:: Text under study ::
-=-=-

Law reports: Court rules antenatal care was not negligent

Crying baby

Jones v North West Strategic Health Authority (Queen's Bench Division — 5 February 2010)

In 1992 the claimant was born following a stormy natural delivery. Immediately prior to delivery there was concern of cord prolapse (ruled out following examination). Subsequently, a 15-minute delay between delivery of the claimant's head and body, indicating shoulder dystocia, compromised the claimant's oxygen supply. He suffered asphyxia resulting in permanent brain damage (cerebral palsy).

In 2009, the claimant alleged that his mother — a Jehovah's Witness — with an obstetric history of shoulder dystocia and large babies, and obese, received negligent antenatal care. He alleged she should have been warned of the significant risks of shoulder dystocia associated with natural birth and offered a caesarean delivery, which she would have agreed to. The consultant contended he would have advised against this. The associated risks of a caesarean — DVT, infection and anaesthetic complications — outweighed the risks of shoulder dystocia eventuating (approximately 10%) during vaginal delivery.

The claimant also alleged negligent delivery as the midwife should have sought timely intervention by a consultant, resulting in the claimant being delivered sooner than 15 minutes thus avoiding permanent damage and/or sustaining lesser injuries.

The court held that the defendant should have mentioned caesarean delivery as an option to the mother at 20 weeks gestation. On balance, the judge found that based on 1992 experiences (paternalistic approach of doctors) the mother would have followed the defendant's advice, electing natural delivery. Further, it was unlikely she would have agreed to a caesarean as there was a risk she would need a blood transfusion, which was contrary to her beliefs.

The court also found that the 15-minute interval was causal to the claimant's injuries arising from the cord compression following shoulder dystocia. Preferring the factual evidence of the delivery team, the judge found that the course of events undertaken, including what procedures the senior consultant did or did not undertake, was not negligent.


The claimant failed as his mother could not convince the court that in 1992 she would have gone against her doctor's advice. Had this case been based on events in the more recent past, the court may have accepted the patient's testimony (medical advice not followed).

-=-=-

:: Record extracts ::
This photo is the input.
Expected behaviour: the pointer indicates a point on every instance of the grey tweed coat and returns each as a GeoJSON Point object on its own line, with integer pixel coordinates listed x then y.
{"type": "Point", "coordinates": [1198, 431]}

-=-=-

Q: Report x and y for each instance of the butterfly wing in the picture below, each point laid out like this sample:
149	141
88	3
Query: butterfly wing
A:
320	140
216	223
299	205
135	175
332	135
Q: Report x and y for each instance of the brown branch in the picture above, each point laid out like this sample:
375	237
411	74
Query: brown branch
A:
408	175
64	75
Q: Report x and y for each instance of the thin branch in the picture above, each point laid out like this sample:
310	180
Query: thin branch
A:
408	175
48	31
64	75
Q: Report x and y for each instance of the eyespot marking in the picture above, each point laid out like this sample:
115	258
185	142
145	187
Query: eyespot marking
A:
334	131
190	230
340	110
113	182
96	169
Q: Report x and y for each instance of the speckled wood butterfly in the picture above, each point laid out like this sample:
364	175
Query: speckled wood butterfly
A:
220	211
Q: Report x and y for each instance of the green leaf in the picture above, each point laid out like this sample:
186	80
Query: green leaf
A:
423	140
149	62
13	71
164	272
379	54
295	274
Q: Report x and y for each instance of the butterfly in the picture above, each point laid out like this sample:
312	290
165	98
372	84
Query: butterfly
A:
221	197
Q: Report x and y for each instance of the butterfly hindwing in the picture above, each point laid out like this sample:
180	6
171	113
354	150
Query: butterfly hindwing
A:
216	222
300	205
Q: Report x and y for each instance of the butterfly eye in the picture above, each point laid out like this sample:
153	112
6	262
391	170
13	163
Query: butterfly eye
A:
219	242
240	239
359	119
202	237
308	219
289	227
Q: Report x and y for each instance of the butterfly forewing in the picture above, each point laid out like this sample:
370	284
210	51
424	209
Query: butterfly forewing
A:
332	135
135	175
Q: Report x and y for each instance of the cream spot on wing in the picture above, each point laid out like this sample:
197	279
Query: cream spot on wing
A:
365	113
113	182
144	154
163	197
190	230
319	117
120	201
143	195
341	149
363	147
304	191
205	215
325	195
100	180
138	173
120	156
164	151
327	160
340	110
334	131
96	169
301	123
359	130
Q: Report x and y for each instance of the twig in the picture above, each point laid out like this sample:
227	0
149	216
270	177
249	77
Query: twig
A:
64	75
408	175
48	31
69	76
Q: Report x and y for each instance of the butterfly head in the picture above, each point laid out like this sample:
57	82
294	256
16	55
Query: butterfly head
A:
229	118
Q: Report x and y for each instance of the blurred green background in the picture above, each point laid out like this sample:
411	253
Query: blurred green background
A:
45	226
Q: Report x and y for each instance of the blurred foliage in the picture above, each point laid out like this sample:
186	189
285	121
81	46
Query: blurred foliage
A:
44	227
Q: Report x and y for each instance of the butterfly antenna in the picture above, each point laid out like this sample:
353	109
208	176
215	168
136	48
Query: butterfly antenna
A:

-=-=-

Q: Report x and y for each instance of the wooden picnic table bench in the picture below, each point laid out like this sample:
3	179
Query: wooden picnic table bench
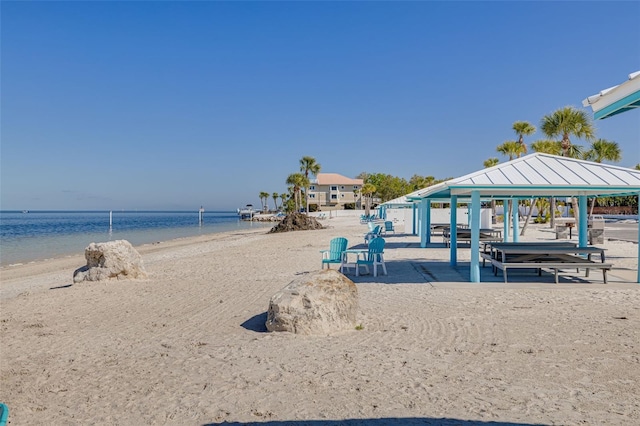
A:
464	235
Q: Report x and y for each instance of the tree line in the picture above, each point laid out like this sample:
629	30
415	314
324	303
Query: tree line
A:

-=-=-

:: How to complete this task ::
Answer these from the law report on antenatal care:
1. In what year was the claimant born?
2. What approximate risk of shoulder dystocia during vaginal delivery does the report give?
3. At how many weeks' gestation should caesarean delivery have been mentioned to the mother, according to the court?
Draw only on the law report, not on the material.

:: Response area ::
1. 1992
2. Approximately 10%
3. 20 weeks